>>>>

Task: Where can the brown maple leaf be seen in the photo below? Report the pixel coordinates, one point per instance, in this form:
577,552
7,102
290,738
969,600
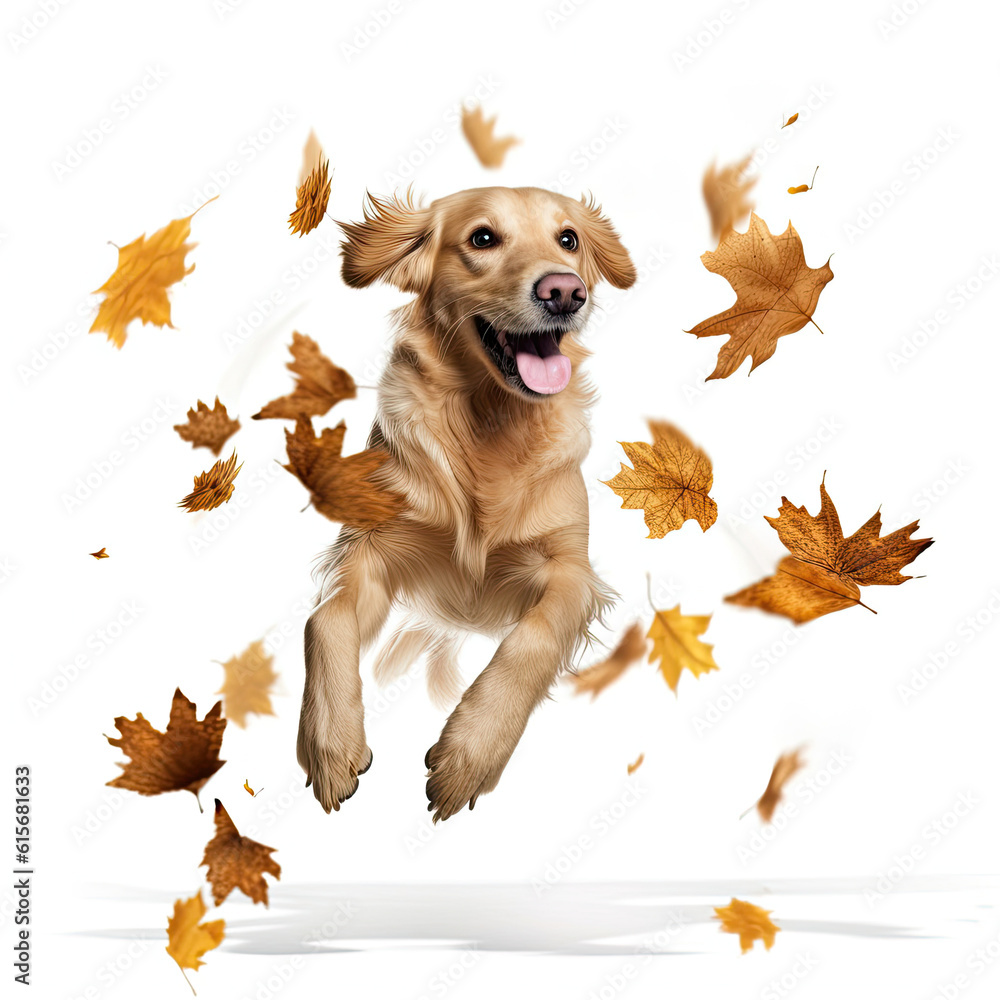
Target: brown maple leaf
319,384
208,428
138,287
187,939
236,862
630,649
670,481
489,150
247,685
825,569
213,488
776,294
340,487
726,193
785,767
182,758
313,193
752,923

<<<<

▶ [PROBLEM DETAILS] Repeat every line of the items above word for word, and leave the pictures out.

▶ [FULL OUTPUT]
Task: Where can the brown maple leaf be seen in the photo below? Report the pixel coordinates, one point per instance, in this form:
577,552
7,102
290,738
969,600
Target: brown maple leaf
319,384
208,428
138,287
187,939
236,862
630,649
670,481
489,150
247,685
825,569
213,488
776,294
340,487
726,193
785,767
182,758
313,193
752,923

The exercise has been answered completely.